§ **Instructions to follow**:
Reproduce all of the listing below without alteration.

[Coordinate annotation entries]
****************************************
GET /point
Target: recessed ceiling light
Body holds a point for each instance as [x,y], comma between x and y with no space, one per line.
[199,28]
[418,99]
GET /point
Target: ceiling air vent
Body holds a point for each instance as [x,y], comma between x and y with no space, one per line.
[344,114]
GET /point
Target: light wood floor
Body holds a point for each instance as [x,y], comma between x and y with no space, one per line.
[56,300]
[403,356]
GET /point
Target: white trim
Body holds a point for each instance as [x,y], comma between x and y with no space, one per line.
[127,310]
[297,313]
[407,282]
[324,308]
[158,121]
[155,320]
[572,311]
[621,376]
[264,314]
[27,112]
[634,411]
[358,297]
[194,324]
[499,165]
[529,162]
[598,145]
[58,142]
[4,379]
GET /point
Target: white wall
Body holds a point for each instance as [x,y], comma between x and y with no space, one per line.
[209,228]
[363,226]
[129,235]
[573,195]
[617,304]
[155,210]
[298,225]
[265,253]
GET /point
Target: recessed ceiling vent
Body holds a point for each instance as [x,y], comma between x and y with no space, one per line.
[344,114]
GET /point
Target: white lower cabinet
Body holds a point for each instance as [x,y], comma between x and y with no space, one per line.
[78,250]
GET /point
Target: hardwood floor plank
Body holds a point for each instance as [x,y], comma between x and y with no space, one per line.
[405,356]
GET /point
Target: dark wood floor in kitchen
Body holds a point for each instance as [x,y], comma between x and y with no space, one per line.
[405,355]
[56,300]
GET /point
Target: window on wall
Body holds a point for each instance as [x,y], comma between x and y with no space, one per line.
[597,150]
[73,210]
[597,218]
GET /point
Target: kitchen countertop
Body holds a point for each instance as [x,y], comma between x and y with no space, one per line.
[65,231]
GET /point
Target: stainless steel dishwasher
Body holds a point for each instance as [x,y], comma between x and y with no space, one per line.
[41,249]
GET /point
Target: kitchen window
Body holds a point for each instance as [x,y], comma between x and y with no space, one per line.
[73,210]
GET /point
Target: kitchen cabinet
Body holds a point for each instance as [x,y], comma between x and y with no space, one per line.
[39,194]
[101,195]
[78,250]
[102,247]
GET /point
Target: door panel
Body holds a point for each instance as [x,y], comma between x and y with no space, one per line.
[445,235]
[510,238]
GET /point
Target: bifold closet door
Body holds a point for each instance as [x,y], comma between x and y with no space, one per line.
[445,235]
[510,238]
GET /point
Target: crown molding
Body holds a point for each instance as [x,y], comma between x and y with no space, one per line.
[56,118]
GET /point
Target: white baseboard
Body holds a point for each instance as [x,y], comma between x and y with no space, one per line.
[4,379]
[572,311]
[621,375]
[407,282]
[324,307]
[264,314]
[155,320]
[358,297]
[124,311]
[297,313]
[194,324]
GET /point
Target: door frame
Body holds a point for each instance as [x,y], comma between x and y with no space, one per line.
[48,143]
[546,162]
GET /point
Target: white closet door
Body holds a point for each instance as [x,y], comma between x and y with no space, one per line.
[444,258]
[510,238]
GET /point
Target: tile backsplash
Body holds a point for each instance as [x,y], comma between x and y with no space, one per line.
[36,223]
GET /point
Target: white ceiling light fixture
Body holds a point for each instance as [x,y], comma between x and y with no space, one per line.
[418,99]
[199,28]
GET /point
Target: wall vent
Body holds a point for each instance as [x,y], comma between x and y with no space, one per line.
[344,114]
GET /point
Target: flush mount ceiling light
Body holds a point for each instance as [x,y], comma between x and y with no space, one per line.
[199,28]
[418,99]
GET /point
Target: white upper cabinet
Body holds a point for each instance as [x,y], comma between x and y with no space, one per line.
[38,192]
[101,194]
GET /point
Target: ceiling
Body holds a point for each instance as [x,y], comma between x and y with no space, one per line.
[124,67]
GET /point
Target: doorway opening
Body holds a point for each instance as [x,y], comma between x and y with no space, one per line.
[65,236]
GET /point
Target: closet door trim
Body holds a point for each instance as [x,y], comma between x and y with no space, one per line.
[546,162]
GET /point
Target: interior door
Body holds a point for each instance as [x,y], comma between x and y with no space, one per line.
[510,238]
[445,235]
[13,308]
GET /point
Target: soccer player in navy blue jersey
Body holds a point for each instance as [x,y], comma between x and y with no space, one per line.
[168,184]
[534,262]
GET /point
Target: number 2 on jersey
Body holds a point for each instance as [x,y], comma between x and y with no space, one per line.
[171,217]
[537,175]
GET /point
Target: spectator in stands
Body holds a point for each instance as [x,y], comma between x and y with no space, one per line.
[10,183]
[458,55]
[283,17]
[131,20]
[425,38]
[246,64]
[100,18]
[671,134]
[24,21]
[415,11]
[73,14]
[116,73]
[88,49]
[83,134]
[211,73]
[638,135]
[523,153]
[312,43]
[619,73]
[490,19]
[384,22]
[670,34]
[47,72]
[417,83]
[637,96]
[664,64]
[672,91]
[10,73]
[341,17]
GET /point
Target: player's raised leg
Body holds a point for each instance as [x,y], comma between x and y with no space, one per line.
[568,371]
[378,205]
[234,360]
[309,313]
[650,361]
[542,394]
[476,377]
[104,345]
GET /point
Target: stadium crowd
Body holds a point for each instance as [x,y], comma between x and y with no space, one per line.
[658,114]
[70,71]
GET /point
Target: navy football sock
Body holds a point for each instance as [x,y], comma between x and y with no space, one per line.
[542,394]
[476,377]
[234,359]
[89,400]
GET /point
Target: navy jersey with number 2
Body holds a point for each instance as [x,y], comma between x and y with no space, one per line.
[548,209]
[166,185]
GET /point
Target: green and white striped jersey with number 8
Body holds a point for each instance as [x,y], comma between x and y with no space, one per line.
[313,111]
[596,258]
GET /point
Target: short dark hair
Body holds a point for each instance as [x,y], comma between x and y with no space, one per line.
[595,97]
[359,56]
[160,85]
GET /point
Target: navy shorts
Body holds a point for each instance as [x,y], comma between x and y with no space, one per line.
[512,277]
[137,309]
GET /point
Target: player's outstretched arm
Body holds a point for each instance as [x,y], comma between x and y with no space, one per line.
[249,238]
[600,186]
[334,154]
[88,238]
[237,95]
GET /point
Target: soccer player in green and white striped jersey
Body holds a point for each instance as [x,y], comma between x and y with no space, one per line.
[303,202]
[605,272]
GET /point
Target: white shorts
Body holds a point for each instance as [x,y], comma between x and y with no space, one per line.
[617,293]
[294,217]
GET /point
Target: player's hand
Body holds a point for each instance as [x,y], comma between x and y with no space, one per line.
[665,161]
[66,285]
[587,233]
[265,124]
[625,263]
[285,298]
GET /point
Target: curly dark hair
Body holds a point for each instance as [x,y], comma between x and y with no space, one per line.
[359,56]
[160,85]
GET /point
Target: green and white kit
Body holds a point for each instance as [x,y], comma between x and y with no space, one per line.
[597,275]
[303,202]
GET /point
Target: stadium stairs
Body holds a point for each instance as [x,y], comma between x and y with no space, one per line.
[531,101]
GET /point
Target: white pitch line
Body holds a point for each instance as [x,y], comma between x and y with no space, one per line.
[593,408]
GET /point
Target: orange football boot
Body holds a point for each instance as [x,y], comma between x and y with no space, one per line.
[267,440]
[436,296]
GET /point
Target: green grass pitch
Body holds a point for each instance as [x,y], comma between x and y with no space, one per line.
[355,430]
****************************************
§ **Finished exercise**:
GET /point
Target: recessed ceiling light
Body holds a point for each instance as [x,y], comma between x and y with no space, one per line.
[199,28]
[418,99]
GET /point
Target: ceiling air vent
Body holds a point for each instance as [x,y], comma between x and y with no space, one per line.
[344,114]
GET /point
Target: light wood floor
Body holds a point for each instance as [x,y], comma between x and y with no space, one per line.
[56,300]
[403,356]
GET /point
Target: white trim
Body holds a point for each instance as [x,y], comma between x and y with no space, one per line.
[127,310]
[297,313]
[407,282]
[324,308]
[158,121]
[155,320]
[572,311]
[621,376]
[264,314]
[27,112]
[634,411]
[358,297]
[194,324]
[499,165]
[529,162]
[598,145]
[58,142]
[4,379]
GET /point
Target: white wall
Body holds a point for each instance as [x,y], comma between x and y with no space, one per line.
[209,228]
[363,226]
[129,235]
[573,195]
[617,304]
[155,210]
[298,225]
[265,253]
GET /point
Target: recessed ceiling vent
Body holds a point for each instance as [x,y], comma between x and y with no space, one per line.
[344,114]
GET /point
Target: white lower cabinet
Body holds a point for each instance as [x,y], comma between x and y with no space, one per line.
[78,250]
GET /point
Target: hardwood floor plank
Body holds a point for each instance as [x,y], comma between x and y with no space, one per line.
[405,356]
GET /point
Target: dark wood floor in kitchen
Body holds a point for each instance as [x,y], comma between x and y with no space, one per line.
[405,355]
[56,300]
GET /point
Target: window on wall
Body holds a point for each instance as [x,y], comma between x and y with no space, one per line.
[597,150]
[73,210]
[597,218]
GET /point
Target: kitchen countertop
Body holds a point for each instance as [x,y], comma between x and y with no space, one per line.
[65,231]
GET /point
Target: stainless steel dishwasher
Body holds a point for each instance as [x,y], comma between x and y with no space, one per line.
[41,249]
GET /point
Target: kitchen window
Body holds a point for each instance as [x,y], comma between x and y with no space, one per line.
[73,210]
GET /point
Target: kitchen cabinet
Body holds a point for each instance as [x,y], comma between x and y with no space, one per line.
[39,194]
[101,195]
[78,250]
[102,247]
GET /point
Target: door panel
Body holds a point for each instance as [x,y], comma between x and y with no space, one per line.
[445,235]
[510,238]
GET /point
Target: bifold closet door
Body holds a point for each instance as [x,y], comma between x and y with no space, one per line.
[445,235]
[510,238]
GET /point
Target: crown molding
Body holds a point for each instance as [x,y], comma between x and y with no space, one per line.
[56,118]
GET /point
Target: white baseboard
Body holds a point for each instance as [x,y], comma between x and y with no space, one per line.
[4,379]
[572,311]
[621,375]
[407,282]
[324,307]
[264,314]
[155,320]
[358,297]
[124,311]
[297,313]
[194,324]
GET /point
Target: door frame
Body holds a point for each instance as [x,y], comma between x and y with no space, one per line.
[48,143]
[546,162]
GET /point
Target: white closet door
Body holds a point for each instance as [x,y], comma between x and y with no space, one per line.
[444,258]
[510,238]
GET /point
Target: tile backsplash
Body holds a point for each instance as [x,y], comma between x and y with no space, one per line.
[36,223]
GET /point
Target: white ceiling light fixture
Body holds a point for each instance as [x,y], comma between x and y with no space, one per line.
[418,99]
[199,28]
GET /point
Target: wall vent
Body holds a point for each instance as [x,y], comma between x and y with no space, one per line.
[344,114]
GET /point
Target: flush mount ceiling light
Body holds a point for each instance as [x,y], comma between x and y with no space, one per line.
[199,28]
[418,99]
GET /point
Target: white upper cabinet
Body holds a point for each instance as [x,y], comma between x and y with no space, one per line.
[38,192]
[101,194]
GET /point
Target: ceiling
Body holds a point for each instance as [x,y], comma between x and y with no space, one per line.
[124,67]
GET /point
Target: doorway opening
Body holds a point for each instance as [x,y], comma between x and y with no space, one per line.
[65,236]
GET /point
Target: closet door trim
Body holds a point for each instance as [x,y], comma between x and y with no space, one per line.
[546,162]
GET /point
Target: interior door
Body holds a point for each instance as [x,y], comma between x and y with no space, one per line.
[510,238]
[445,235]
[13,308]
GET /point
Target: soccer player in navy blue jersey
Body holds a point for each instance as [x,y], comma between x and y with no space, one per line.
[168,184]
[534,262]
GET /point
Target: number 2 on jersey
Body holds a point for each instance as [x,y], comma between x and y with no space, one per line.
[171,217]
[537,175]
GET /point
Target: spectator in stands
Body holds a point for each instance as [x,y], comma between x and y with no space, one per line.
[10,183]
[458,55]
[283,17]
[131,20]
[425,38]
[246,64]
[100,18]
[671,134]
[24,21]
[415,11]
[73,14]
[116,73]
[88,49]
[83,134]
[211,73]
[638,135]
[523,153]
[312,43]
[619,73]
[490,19]
[384,22]
[670,34]
[47,72]
[417,83]
[637,96]
[664,64]
[672,91]
[10,73]
[341,17]
GET /point
Target: player's raised leg
Body holds a point for each instance as [x,y], comma between x and y with no space, one per line.
[568,371]
[378,205]
[234,360]
[309,313]
[650,361]
[542,394]
[476,377]
[104,345]
GET /point
Target: stadium crowd
Body holds a point for each instance as [x,y], comma between x and y with no space, one per line.
[658,114]
[70,71]
GET /point
Target: navy football sock
Body holds a point for each instance as [x,y], comma between x and y with no space, one per line.
[542,394]
[476,377]
[234,359]
[89,400]
GET /point
Target: navy jersey with number 2
Body holds a point for each instance as [x,y], comma between x and y with no space, one per line.
[548,209]
[166,185]
GET /point
Target: green and white striped jersey with number 8
Body holds a point for each instance as [x,y], comma between x and y with no space, one per line.
[313,111]
[596,258]
GET /point
Target: short dark hair
Body holds a point for each instance as [x,y], comma between x and y with no space, one per line.
[595,97]
[359,56]
[160,85]
GET /point
Target: navy shorts
Body holds a point for each instance as [x,y], comma between x and y with no space, one per line.
[512,277]
[137,309]
GET /point
Target: player's outstretched arm
Body holds a point for each instance as [x,y], comma between x and y with no space, one per line.
[249,238]
[600,186]
[334,154]
[88,238]
[237,95]
GET /point
Target: soccer player in green and white striped jersey
Body holds a point for each instance as [x,y], comma between x and y with no space, one per line.
[303,202]
[605,272]
GET /point
Target: white shorts
Body holds a point for each instance as [x,y], comma between x and y with no space, one per line.
[617,293]
[294,217]
GET /point
Target: player's hand
Body holds a point for each instance as [x,y], comma between x and y with no space, one per line.
[665,161]
[66,285]
[587,233]
[265,124]
[625,263]
[285,298]
GET /point
Target: curly dark hair
Body holds a point for each instance as [x,y], comma between x and y with no space, one per line.
[359,56]
[160,85]
GET /point
Target: green and white kit
Body holds a point for each instance as [x,y], comma between x and y with no space, one per line.
[597,275]
[303,202]
GET /point
Target: stadium stairs
Body holds a point for each instance as [x,y], comma between x and y with no space, one per line.
[531,101]
GET /point
Target: white pitch line
Body holds a point for each instance as [x,y], comma between x and y with no space, one per line.
[593,408]
GET /point
Target: orange football boot
Body holds a point for each instance as [x,y], comma between x and y with no space, one per line.
[267,440]
[436,296]
GET /point
Target: green grass pitch
Body holds a point for each instance as [x,y], comma between x and y with no space, one per line.
[355,430]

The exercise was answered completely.